[EXCERPT TO READ]:
_ _ _ _ _

Cllr Nadia Shah said “harassment and violence against women is endemic in the UK”.
Kalina Shah, from Solace Women’s Aid, highlighted the plight of women with no recourse to public funds, who face a barrier accessing services, which can mean they have to stay with their abuser.
Ella Schlesinger, head of Sixth Form at Parliament Hill School, said students are helping to design work on the issues they face.
It follows a national Ofsted report which found the majority of female students may have experienced sexual abuse.
Leah Jewett from Outspoken Sex Ed said porn was “the genie out of the bottle” which children are seeing.
“The personal is political – to make violence against women and girls socially unacceptable,” she said.
Cllr Luisa Porritt said police need to rebuild trust, which is at an “all-time low” after the murder of Sarah Everard by a serving police officer.
Borough commander Andy Carter said the force is committed to protecting women and girls.
He said the Met is “capable and caring”.
Cllr Oliver Cooper said centuries of misogyny and harrassment must end: “I see it as an issue for all of us. The onus for men is to listen, to heed and to learn and then to act to make sure we drive through and drive out that behaviour.”
Cllr Sian Berry said: “If we really want to measure ourselves, we need a zero target for violence.”

_ _ _ _ _

[RECORD EXCERPTS]:
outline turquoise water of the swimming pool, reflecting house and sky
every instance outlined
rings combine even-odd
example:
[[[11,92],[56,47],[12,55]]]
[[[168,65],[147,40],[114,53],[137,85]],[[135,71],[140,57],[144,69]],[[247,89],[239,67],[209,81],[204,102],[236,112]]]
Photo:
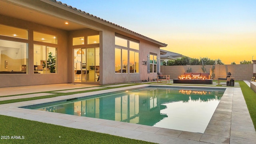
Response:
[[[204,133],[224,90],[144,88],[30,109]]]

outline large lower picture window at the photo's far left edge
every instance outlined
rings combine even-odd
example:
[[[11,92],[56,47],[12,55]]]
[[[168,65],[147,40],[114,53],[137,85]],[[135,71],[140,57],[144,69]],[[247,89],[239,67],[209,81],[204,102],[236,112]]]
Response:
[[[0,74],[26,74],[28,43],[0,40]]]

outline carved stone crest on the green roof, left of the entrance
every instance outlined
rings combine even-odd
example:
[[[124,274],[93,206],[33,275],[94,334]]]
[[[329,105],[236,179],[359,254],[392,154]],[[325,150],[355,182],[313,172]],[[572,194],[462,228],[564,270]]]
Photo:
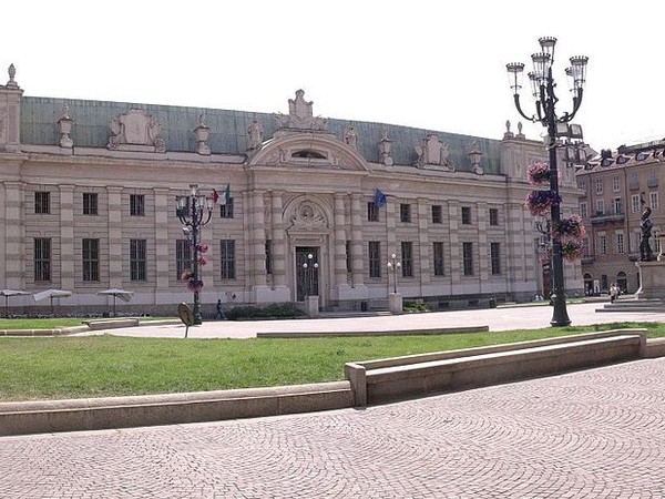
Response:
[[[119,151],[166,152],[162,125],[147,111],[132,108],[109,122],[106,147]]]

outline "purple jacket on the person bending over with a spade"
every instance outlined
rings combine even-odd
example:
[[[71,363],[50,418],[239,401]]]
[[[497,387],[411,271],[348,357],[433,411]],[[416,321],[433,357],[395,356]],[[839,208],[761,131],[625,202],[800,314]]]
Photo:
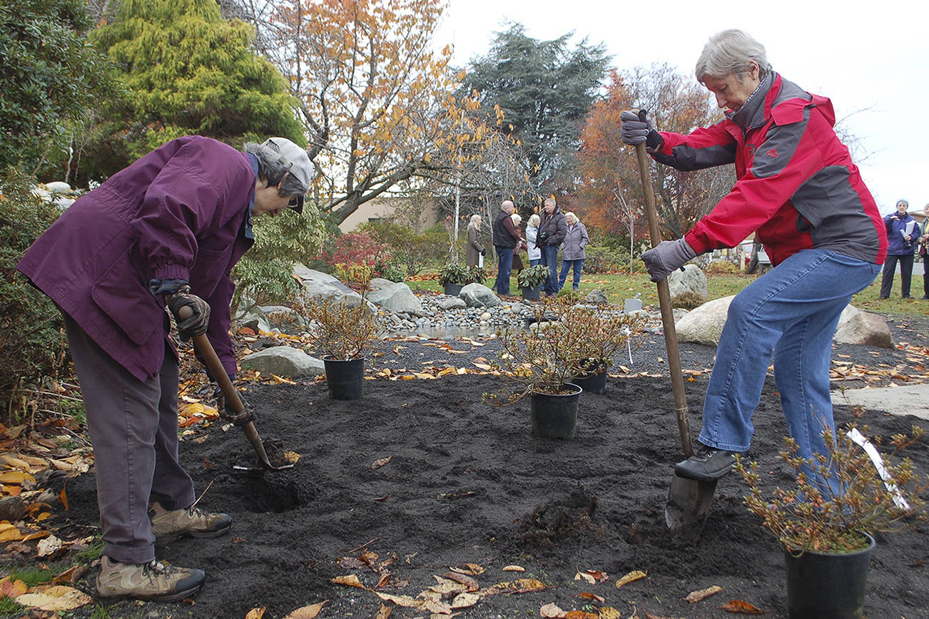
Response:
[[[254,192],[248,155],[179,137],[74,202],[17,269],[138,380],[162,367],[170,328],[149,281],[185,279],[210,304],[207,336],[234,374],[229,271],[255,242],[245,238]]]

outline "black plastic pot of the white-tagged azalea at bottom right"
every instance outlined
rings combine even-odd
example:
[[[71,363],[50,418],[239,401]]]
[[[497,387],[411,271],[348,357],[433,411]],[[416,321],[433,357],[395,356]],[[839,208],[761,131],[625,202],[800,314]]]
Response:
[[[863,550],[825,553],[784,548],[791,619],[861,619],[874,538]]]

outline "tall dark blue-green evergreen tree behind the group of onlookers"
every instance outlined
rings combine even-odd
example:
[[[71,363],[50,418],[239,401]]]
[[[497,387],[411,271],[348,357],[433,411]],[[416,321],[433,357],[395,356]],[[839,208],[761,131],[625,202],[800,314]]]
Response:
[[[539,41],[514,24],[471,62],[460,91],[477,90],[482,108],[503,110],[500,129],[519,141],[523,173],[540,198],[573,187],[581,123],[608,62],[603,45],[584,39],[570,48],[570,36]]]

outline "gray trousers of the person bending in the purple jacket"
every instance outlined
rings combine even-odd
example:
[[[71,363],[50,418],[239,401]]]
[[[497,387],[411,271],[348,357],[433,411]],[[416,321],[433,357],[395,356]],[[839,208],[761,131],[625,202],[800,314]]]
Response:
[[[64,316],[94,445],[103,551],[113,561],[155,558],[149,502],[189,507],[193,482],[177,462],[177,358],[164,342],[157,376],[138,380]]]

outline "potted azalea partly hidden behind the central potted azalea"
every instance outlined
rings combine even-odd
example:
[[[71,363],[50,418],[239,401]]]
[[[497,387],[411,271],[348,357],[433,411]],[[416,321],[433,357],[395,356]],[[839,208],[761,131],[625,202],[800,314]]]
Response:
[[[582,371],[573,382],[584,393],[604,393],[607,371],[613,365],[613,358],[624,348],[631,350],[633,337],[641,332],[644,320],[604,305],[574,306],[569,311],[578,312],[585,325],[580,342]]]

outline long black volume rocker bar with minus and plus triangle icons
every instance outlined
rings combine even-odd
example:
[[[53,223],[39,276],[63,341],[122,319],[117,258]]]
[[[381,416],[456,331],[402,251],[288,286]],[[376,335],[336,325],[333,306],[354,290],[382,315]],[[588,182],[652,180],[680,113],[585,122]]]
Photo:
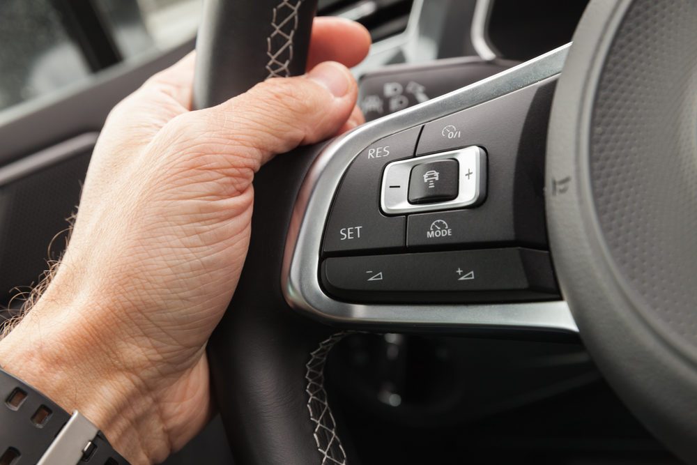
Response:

_ _ _ _ _

[EXERCISE DESCRIPTION]:
Translate this sentence from the excerpt on violence against women into Spanish: "Borough commander Andy Carter said the force is committed to protecting women and girls."

[OUTPUT OF THE EXERCISE]:
El comandante de distrito Andy Carter dijo que el cuerpo policial está comprometido con la protección de las mujeres y las niñas.